Exercise details: Please retype the storm devotional below word for word, beginning at the words "Genesis 7:11-12  When" and stopping after "and forty nights.".

Text provided:
--- START ---

THE EYE OF THE STORM

 Genesis 7:11-12  When Noah was six hundred years old, the flood started. On the seventeenth day of the second month of that year the underground springs split open, and the clouds in the sky poured out rain. The rain fell on the earth for forty days and forty nights. 

FRIDAY INSPIRATION AND MEDITATION
Listen to:  I Told The Storm     Greg O'Quin  'N Joyful Noize
Meditate on: Matthew 8:24-27  A great storm arose on the lake so that waves covered the boat, but Jesus was sleeping. His followers went to Him and woke Him, saying, "Lord, save us! We will drown!" Jesus answered, "Why are you afraid? You don't have enough faith. Then Jesus got us and gave a command to the wind and the waves, and it became completely calm. The men were amazed and said, "What kind of man is this? Even the wind and waves obey Him!"

When it rains, it pours. This is an old cliche' that feels true when trials come our way. It seems like it is one thing after another with no signs of stopping. Sometimes, when the storm is most intense, we may feel as if God is allowing us to drown. Trust that He is not He will never leave us or forsake us.

--- END ---

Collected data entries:
--- START ---

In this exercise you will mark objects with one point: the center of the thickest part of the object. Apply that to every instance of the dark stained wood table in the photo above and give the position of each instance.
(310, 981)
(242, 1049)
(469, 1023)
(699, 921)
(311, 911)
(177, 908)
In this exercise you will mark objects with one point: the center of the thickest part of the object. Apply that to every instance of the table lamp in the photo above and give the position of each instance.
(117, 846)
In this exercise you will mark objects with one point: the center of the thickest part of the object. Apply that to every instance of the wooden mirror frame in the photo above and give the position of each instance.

--- END ---

Exercise solution:
Genesis 7:11-12  When Noah was six hundred years old, the flood started. On the seventeenth day of the second month of that year the underground springs split open, and the clouds in the sky poured out rain. The rain fell on the earth for forty days and forty nights.